#### AIM
Can you give all the records again without altering a single character?

#### Named-object pointing records
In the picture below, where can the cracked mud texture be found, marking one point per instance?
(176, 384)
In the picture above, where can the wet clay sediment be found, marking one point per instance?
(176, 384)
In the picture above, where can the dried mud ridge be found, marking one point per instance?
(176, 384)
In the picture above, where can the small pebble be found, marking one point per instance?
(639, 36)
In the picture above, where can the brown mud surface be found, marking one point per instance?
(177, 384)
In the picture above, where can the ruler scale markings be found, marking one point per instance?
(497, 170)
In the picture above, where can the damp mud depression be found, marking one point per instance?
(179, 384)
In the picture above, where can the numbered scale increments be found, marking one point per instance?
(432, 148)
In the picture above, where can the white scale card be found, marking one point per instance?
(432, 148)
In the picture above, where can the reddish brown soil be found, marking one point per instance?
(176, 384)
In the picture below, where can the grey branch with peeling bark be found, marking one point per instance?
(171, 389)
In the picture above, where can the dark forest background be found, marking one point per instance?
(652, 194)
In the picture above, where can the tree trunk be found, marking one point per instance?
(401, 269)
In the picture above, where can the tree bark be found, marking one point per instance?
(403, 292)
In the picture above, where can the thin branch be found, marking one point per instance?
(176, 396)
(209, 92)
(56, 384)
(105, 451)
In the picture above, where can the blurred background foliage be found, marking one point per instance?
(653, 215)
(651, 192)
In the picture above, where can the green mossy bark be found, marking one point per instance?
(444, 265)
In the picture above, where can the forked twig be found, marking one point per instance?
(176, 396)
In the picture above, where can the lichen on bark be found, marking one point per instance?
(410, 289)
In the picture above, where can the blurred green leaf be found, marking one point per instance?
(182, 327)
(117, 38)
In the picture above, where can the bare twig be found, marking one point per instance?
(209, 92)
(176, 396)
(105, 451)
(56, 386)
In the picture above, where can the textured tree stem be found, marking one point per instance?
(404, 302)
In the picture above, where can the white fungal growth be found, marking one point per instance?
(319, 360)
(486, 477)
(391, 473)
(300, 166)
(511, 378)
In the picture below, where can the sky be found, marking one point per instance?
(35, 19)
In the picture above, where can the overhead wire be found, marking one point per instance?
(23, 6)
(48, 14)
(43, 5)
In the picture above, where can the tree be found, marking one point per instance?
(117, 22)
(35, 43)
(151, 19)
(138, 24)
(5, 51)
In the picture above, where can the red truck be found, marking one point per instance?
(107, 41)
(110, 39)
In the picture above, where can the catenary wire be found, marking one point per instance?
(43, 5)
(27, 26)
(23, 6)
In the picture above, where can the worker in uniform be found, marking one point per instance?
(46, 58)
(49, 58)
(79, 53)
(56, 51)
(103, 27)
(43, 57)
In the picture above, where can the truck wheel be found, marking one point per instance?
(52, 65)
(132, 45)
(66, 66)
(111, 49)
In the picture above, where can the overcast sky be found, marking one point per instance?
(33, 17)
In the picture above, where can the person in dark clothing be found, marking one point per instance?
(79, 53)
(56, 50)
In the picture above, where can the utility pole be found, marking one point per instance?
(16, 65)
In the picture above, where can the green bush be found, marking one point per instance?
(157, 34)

#### OUTPUT
In the picture below, where can the cracked mud texture be found, marking one point per instance?
(176, 384)
In the picture above, where can the wet clay sediment be found, marking one point per instance?
(176, 384)
In the picture above, where can the dried mud ridge be found, marking one point per instance?
(176, 384)
In the picture above, where can the small pebble be found, marking one point per instance?
(639, 36)
In the picture above, where can the brown mud surface be found, marking one point per instance?
(177, 384)
In the picture above, where can the ruler scale markings be found, marking one point per instance?
(497, 170)
In the picture above, where can the damp mud depression be found, marking one point per instance?
(179, 384)
In the picture above, where can the numbered scale increments be found, marking one point per instance?
(432, 148)
In the picture above, where can the white scale card be found, marking one point per instance?
(432, 148)
In the picture above, where can the reddish brown soil be found, marking one point per instance?
(176, 384)
In the picture below, where can the grey branch with peeling bark be found, marking one point per instance?
(171, 389)
In the picture above, where can the dark forest background be found, marking one point per instance?
(652, 194)
In the picture above, where can the tree trunk be found, marking one point per instance?
(401, 269)
In the picture above, where can the tree bark be found, marking one point per instance?
(403, 292)
In the picture above, where can the thin branch be found, marking one point per instance?
(176, 396)
(209, 92)
(56, 384)
(105, 451)
In the picture above, where can the blurred background foliage be found, marking one point per instance?
(653, 215)
(651, 192)
In the picture above, where can the green mossy bark be found, marking one point per instance?
(444, 265)
In the picture above, where can the forked twig be found, marking one point per instance?
(176, 396)
In the picture above, where can the lichen on bark be found, marking one point per instance?
(410, 289)
In the picture above, where can the blurred green leaf be found, marking one point per instance?
(182, 327)
(117, 38)
In the picture above, where can the bare twig be found, marking one point per instance?
(209, 92)
(176, 396)
(105, 451)
(56, 386)
In the picture above, where can the textured tree stem be found, marking one point per instance?
(404, 302)
In the picture above, where can the white fungal growth be found, marking one point per instance?
(319, 360)
(486, 477)
(391, 473)
(300, 166)
(511, 378)
In the picture below, where can the sky be found, marking one point per instance?
(35, 19)
In the picture above, where can the overhead wire be found, marking one point per instance?
(23, 6)
(48, 14)
(43, 5)
In the picture above, where can the tree be found, marking one point per instance?
(117, 22)
(35, 43)
(151, 19)
(138, 24)
(5, 51)
In the picture above, where can the red truck be found, marking one point per instance?
(107, 41)
(110, 39)
In the picture above, where can the catenary wire be found, marking one point per instance?
(43, 5)
(27, 26)
(23, 6)
In the picture above, where can the worker in uniform be found, marking one point per instance?
(46, 58)
(49, 58)
(79, 53)
(56, 51)
(103, 27)
(43, 57)
In the picture above, where can the truck wheel be found, marking one point per instance?
(52, 65)
(132, 45)
(66, 66)
(111, 49)
In the picture above, where can the overcast sky be found, marking one point per instance?
(33, 17)
In the picture above, where can the person in dark clothing be found, marking one point per instance?
(79, 53)
(56, 50)
In the picture above, where can the utility pole be found, marking one point per instance?
(16, 65)
In the picture above, where can the green bush be found, marking one point per instance?
(157, 34)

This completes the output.